Repost: Ice, Snow and Your ICBC Injury Claim

November 20th, 2010

The first snow of the year is falling and with it will come the usual increase in motor vehicle accidents.  With this in mind I’m republishing a post I originally wrote in the early days of this blog:

Snow in BC has two reliable results 1. Car Accidents, 2. Phone calls to ICBC and lawyers about those car accidents. The second is particularly true in Victoria and Vancouver because of the local populations relative inexperience dealing with winter driving conditions.

In anticipation of the almost certain phone calls I will receive this week I write this post.

If you are the driver involved in a single vehicle accident in British Columbia, and you lost control due to the weather, all you can likely claim from ICBC are Part 7 Benefits. There is (except in some unusually peculiar situations such as an ICBC insured driver contributing to the road hazards) in all likelihood no claim from ICBC for pain and suffering and other losses in these circumstances.  Your right to claim pain and suffering and other “tort” damages only arises if someone else is at fault for your injuries. In single vehicle accidents drivers usually only have themselves or the weather to blame.

If someone else contributed to the accident (perhaps the road maintenance company for failing to act in a timely fashion or perhaps a mechanic for failing to bring your vehicle up to snuff last time you had it inspected) you will have to make a claim against them. Chances are they are not insured through ICBC for such claims and instead you will have to claim against their policy of private insurance.

Now, if you are a passenger in a single vehicle, weather related accident, and your driver did not operate the vehicle safely in all the circumstances (for example driving too fast for the known or anticipated poor road conditions) and this caused or contributed to the collision then you can bring a tort claim against them in addition to claiming your Part 7 Benefits.

If you are advancing a tort claim against a driver be weary of the defence of “inevitable accident”. ICBC defends claims. One of the best defences to a weather related accident is that it was “inevitable”. What this means is that the driver, operating safely, could not have avoided losing control of his vehicle. If this can be proven then the tort claim can be defeated.

People naturally don’t want to get those known to them in trouble and it is all too common for passengers reporting such a claim to ICBC to readily agree to how unexpected the accident was and how the driver was operating the vehicle very carefully. If this is true that’s fine. My words of caution are as follows: If the driver was not careful and you give ICBC the alternate impression with a view towards helping the driver out, your statement may severely damage your ability to bring a tort claim.

Tell the truth and know what’s at stake when doing so. If ICBC gets the false impression that an accident was inevitable you will have a much harder time advancing or settling your tort claim.
The bottom line is this: If an accident truly is inevitable and there is no tort claim so be it, but, don’t lead ICBC to this conclusion if it isn’t true. Doing so will harm your claim for lawful compensation.

# [PROVIDED RECORDS]
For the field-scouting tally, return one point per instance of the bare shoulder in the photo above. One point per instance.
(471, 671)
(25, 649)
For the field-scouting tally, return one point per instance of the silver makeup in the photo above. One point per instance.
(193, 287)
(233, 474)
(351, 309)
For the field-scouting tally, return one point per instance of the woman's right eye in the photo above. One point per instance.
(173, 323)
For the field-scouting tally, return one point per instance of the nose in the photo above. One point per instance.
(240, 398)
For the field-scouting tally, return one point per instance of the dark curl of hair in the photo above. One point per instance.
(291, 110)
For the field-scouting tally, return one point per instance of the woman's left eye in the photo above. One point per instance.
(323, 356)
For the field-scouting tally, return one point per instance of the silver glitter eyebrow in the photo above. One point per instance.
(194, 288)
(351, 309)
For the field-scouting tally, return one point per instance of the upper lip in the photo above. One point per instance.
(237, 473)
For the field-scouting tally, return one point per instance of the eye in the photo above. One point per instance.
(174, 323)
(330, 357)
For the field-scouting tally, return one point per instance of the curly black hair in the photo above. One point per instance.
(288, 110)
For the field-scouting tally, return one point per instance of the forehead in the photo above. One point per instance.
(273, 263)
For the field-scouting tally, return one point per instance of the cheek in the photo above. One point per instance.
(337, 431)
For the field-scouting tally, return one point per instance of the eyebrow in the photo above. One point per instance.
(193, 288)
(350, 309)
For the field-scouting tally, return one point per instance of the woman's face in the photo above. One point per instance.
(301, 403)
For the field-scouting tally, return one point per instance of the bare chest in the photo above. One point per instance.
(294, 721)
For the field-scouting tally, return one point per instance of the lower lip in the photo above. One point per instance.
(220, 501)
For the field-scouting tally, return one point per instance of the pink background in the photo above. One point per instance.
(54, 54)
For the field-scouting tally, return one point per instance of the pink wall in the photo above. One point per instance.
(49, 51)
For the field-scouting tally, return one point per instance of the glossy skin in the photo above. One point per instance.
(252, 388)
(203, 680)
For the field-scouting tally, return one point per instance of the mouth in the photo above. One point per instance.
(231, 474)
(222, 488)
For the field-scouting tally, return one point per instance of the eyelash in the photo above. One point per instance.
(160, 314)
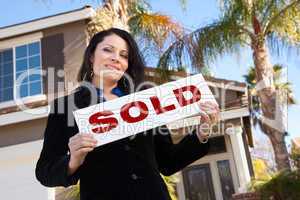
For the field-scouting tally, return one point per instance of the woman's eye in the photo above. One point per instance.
(107, 50)
(124, 56)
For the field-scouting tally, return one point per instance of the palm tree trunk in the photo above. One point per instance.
(280, 149)
(267, 97)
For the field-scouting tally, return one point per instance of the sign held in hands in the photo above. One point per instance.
(134, 113)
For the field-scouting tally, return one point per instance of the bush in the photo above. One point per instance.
(283, 186)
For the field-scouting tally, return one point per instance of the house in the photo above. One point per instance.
(39, 61)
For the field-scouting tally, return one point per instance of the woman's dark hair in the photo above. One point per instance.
(136, 63)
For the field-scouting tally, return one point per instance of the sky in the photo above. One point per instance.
(197, 13)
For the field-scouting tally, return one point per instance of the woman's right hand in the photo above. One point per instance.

# [PROBLEM STATEMENT]
Reproduce everything in the ICBC injury claim post from "If you are the" down to "weather to blame.".

# [ANSWER BOX]
If you are the driver involved in a single vehicle accident in British Columbia, and you lost control due to the weather, all you can likely claim from ICBC are Part 7 Benefits. There is (except in some unusually peculiar situations such as an ICBC insured driver contributing to the road hazards) in all likelihood no claim from ICBC for pain and suffering and other losses in these circumstances.  Your right to claim pain and suffering and other “tort” damages only arises if someone else is at fault for your injuries. In single vehicle accidents drivers usually only have themselves or the weather to blame.